Work item
Below is a block of records; please copy all of them exactly.

*** Extracted material ***

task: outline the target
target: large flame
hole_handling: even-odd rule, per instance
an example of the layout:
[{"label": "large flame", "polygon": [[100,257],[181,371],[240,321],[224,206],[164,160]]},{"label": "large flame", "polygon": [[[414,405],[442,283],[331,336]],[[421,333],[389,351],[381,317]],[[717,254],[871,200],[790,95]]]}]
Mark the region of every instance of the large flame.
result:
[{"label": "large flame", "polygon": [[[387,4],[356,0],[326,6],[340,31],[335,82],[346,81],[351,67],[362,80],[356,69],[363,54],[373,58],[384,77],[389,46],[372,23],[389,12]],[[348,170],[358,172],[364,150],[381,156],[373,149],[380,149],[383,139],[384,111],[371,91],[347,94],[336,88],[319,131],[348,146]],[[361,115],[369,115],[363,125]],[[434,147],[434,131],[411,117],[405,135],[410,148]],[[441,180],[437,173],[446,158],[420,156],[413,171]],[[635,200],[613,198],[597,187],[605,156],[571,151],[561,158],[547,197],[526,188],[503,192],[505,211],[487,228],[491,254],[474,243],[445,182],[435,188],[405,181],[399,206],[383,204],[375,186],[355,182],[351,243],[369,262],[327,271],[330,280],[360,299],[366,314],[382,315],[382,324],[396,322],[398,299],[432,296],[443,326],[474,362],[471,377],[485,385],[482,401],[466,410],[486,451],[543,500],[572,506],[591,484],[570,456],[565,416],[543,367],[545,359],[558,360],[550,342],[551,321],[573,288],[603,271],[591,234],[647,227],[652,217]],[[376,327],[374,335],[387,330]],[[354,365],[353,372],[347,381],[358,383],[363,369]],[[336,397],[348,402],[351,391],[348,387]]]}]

***

Your solution
task: outline the target
target: large flame
hole_handling: even-odd rule, per instance
an example of the layout:
[{"label": "large flame", "polygon": [[100,257],[181,371],[240,321],[224,206],[164,160]]},{"label": "large flame", "polygon": [[[414,405],[442,283],[331,336]],[[421,333],[389,351],[381,317]],[[717,254],[871,200],[790,95]]]}]
Mark the region of every instance of the large flame.
result:
[{"label": "large flame", "polygon": [[[387,4],[356,0],[326,6],[340,31],[335,82],[346,81],[351,67],[362,80],[356,69],[363,54],[373,58],[384,77],[389,46],[372,23],[389,12]],[[348,170],[358,172],[364,150],[381,156],[373,149],[380,149],[383,139],[384,111],[371,91],[347,94],[336,88],[319,131],[348,146]],[[361,115],[369,115],[363,125]],[[434,147],[434,131],[411,117],[405,135],[410,148]],[[441,180],[437,173],[446,158],[420,156],[413,171]],[[635,200],[613,198],[597,187],[605,156],[571,151],[561,158],[547,197],[526,188],[503,192],[505,211],[487,228],[491,254],[474,243],[445,182],[435,188],[405,181],[399,206],[383,204],[375,186],[355,182],[351,243],[369,262],[327,271],[330,280],[360,299],[366,314],[382,315],[382,324],[396,322],[398,299],[432,296],[443,326],[474,362],[471,377],[485,385],[482,401],[466,410],[486,451],[543,500],[572,506],[591,484],[570,456],[565,416],[543,367],[545,359],[558,360],[550,342],[551,321],[573,288],[603,271],[591,234],[647,227],[652,217]],[[376,327],[374,335],[387,330]],[[354,365],[353,372],[347,381],[358,383],[363,369]],[[336,397],[348,402],[351,391],[348,387]]]}]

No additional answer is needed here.